TASK MATERIAL
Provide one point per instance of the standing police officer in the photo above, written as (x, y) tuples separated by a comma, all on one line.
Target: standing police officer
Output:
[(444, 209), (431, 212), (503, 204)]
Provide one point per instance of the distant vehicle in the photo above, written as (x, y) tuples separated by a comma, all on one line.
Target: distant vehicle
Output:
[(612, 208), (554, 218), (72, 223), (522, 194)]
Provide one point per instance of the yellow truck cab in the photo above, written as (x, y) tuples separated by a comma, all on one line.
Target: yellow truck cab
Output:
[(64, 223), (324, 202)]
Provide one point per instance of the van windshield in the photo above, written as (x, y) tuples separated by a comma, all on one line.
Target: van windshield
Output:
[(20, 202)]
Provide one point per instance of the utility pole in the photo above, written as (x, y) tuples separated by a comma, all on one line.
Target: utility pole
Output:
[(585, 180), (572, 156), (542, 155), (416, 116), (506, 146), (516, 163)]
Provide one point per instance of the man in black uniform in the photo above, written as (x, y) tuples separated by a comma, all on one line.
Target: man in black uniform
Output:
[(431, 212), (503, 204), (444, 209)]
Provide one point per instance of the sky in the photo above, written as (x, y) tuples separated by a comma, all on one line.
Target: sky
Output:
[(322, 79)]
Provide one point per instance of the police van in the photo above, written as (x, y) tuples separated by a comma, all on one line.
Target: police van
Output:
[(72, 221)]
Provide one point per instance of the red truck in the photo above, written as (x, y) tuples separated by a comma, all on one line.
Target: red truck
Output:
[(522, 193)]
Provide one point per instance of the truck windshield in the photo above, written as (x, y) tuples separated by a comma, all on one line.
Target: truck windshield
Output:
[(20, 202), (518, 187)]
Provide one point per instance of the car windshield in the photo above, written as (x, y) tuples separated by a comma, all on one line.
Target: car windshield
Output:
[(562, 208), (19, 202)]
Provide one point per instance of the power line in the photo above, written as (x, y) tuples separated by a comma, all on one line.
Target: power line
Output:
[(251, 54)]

ASSIGNMENT
In the records above, tally the lines where the word "Target" appears, and give the number and nothing else.

RESULT
12